● **Exercise prompt**
Scale the records from the line containing "Q: Tag one point on each instance of the car door" through the line containing "(1235, 190)", inclusive, by copying every one of those lines, requests included, and multiplying each x and y coordinate in the answers by 2.6, rounding to whole numbers with halves rounded up. Return only those lines.

● **Information supplied**
----------------

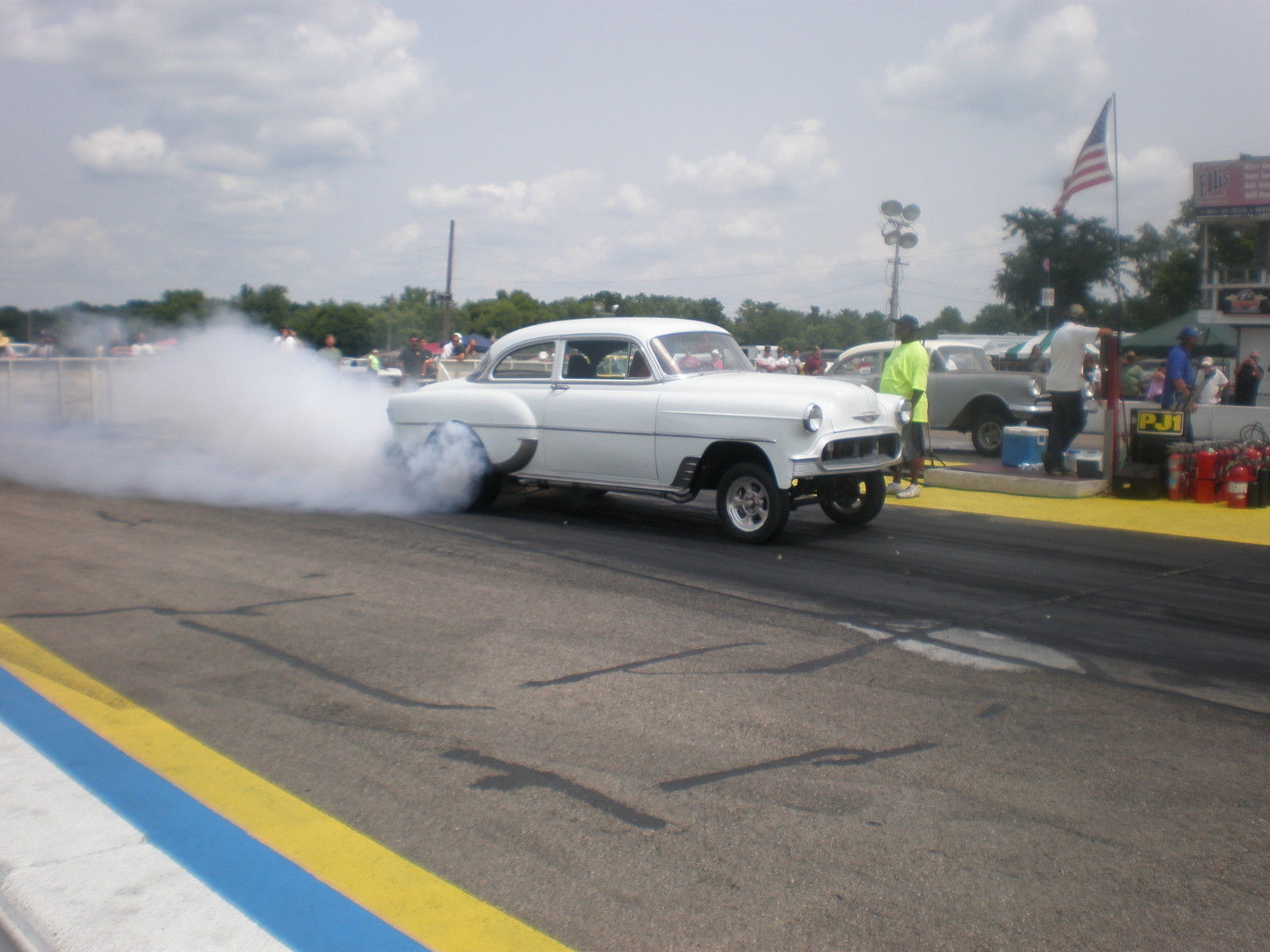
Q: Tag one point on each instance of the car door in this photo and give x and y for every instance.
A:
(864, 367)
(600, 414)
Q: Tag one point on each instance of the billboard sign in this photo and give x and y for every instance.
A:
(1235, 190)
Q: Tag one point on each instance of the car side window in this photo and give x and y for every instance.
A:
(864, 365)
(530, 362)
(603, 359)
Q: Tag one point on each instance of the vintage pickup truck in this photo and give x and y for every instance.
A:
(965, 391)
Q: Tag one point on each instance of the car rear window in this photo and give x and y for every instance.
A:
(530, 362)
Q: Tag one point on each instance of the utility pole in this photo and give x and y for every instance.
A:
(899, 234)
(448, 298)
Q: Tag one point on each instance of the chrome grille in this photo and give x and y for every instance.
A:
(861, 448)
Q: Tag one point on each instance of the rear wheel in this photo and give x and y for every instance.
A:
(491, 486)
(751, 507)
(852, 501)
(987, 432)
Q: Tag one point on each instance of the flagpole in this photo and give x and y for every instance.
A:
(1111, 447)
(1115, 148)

----------------

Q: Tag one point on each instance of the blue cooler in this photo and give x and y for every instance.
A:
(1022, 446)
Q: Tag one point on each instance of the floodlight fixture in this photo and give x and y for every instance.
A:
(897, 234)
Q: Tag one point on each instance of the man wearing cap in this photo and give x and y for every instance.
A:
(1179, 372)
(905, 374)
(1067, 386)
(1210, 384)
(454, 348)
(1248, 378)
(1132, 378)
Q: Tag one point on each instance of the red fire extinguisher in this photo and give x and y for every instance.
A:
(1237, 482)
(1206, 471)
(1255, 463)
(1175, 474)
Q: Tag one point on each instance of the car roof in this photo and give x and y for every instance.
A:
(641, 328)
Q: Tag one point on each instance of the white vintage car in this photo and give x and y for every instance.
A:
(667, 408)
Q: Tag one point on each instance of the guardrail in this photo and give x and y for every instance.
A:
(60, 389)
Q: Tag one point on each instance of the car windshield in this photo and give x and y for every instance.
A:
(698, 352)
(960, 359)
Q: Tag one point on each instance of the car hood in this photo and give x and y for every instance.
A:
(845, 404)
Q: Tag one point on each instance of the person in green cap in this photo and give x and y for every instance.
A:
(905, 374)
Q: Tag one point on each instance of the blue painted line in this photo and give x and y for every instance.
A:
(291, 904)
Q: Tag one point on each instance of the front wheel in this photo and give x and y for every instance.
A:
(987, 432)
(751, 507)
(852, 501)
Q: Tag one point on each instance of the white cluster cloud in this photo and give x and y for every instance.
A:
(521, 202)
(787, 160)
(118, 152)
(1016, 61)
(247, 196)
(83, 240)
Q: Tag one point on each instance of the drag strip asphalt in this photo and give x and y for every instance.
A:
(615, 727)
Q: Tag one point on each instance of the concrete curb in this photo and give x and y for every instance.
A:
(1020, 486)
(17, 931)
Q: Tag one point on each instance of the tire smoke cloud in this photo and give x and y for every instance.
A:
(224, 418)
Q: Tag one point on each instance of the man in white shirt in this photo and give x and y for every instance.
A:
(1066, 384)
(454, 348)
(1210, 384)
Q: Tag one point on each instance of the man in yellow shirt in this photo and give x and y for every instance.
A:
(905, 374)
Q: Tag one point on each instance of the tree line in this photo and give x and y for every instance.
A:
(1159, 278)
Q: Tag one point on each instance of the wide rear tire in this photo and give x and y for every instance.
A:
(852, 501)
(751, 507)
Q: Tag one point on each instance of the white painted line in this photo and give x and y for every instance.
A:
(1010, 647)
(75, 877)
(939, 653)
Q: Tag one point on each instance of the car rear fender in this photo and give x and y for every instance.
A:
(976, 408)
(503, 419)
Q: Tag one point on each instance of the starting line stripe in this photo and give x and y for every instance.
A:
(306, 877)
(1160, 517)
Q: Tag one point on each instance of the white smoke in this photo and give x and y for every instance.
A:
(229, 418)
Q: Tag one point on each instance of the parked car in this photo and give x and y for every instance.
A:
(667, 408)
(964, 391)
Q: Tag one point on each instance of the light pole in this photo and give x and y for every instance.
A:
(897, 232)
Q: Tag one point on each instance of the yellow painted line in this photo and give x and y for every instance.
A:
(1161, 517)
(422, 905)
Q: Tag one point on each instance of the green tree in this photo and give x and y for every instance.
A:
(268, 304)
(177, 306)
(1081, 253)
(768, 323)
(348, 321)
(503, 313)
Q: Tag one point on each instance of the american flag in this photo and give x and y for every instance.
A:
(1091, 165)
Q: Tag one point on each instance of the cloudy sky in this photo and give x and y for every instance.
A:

----------------

● **Answer in full**
Q: Tag one point on each instance of the car door in this photo and give x and y for every instance.
A:
(2246, 954)
(1560, 1076)
Q: Tag one point on each instance of the billboard sign in this photo and give x and y for every instance.
A:
(3211, 494)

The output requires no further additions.